Exercises =
1. In the blog post "I apologise," in what years did the teasing of P with M take place?
2. Does each statement agree with the blog post "I apologise"? Answer yes or no for each, quoting the deciding words. (a) The writer and M attended the same college. (b) The writer and M have 20 common friends on Facebook. (c) The teasing of P with M stopped once the writer gave it up.
3. From the blog post "I apologise," write out everything from "One of the things" down to "M for years.".
[Start Text excerpt]
Thursday, September 6, 2012

I apologise

We do all kinds of stupid things when we are in school without usually thinking of the consequences.

One of the things I did was "tease" my friend, let's call her P with this guy, M.  I am not proud of those things, but it's a teenage phase and you just do such things.

While doing that, I used to mimic M's voice and call out P's name.  Everyone thought it was incredibly funny and I kept doing it so much that every time M would pass by, P would burst into laughter.  I always had a goofy smile stuck on my face all the time anyway, so anyone could mistake me for laughing at them.

I think it made M feel really bad, but the damage was done.  I got over the teasing bit, but others kept teasing P with M for years.

This was way back in 1998/99.  It has been over a decade and the guilt has not left me.  I have never been able to meet M's eyes.  As fate would have it, we were in same college, and were together during some part of Chartered Accountancy bit, but I would hang out with complete strangers or be by myself, but never approach him or acknowledge his presence.  The guilt of being a sort of "bully" was weighing down on me.

Today, he came up as "People you may know" option on Facebook.  We have 15 common friends.
[End Text excerpt]
[Start Entries provided]
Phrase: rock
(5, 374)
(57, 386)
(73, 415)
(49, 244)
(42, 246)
[End Entries provided]
Responses per task =
1. 1998/99

2.
(a) Yes: "we were in same college"
(b) No: "We have 15 common friends."
(c) No: "I got over the teasing bit, but others kept teasing P with M for years."

3.
One of the things I did was "tease" my friend, let's call her P with this guy, M.  I am not proud of those things, but it's a teenage phase and you just do such things.

While doing that, I used to mimic M's voice and call out P's name.  Everyone thought it was incredibly funny and I kept doing it so much that every time M would pass by, P would burst into laughter.  I always had a goofy smile stuck on my face all the time anyway, so anyone could mistake me for laughing at them.

I think it made M feel really bad, but the damage was done.  I got over the teasing bit, but others kept teasing P with M for years.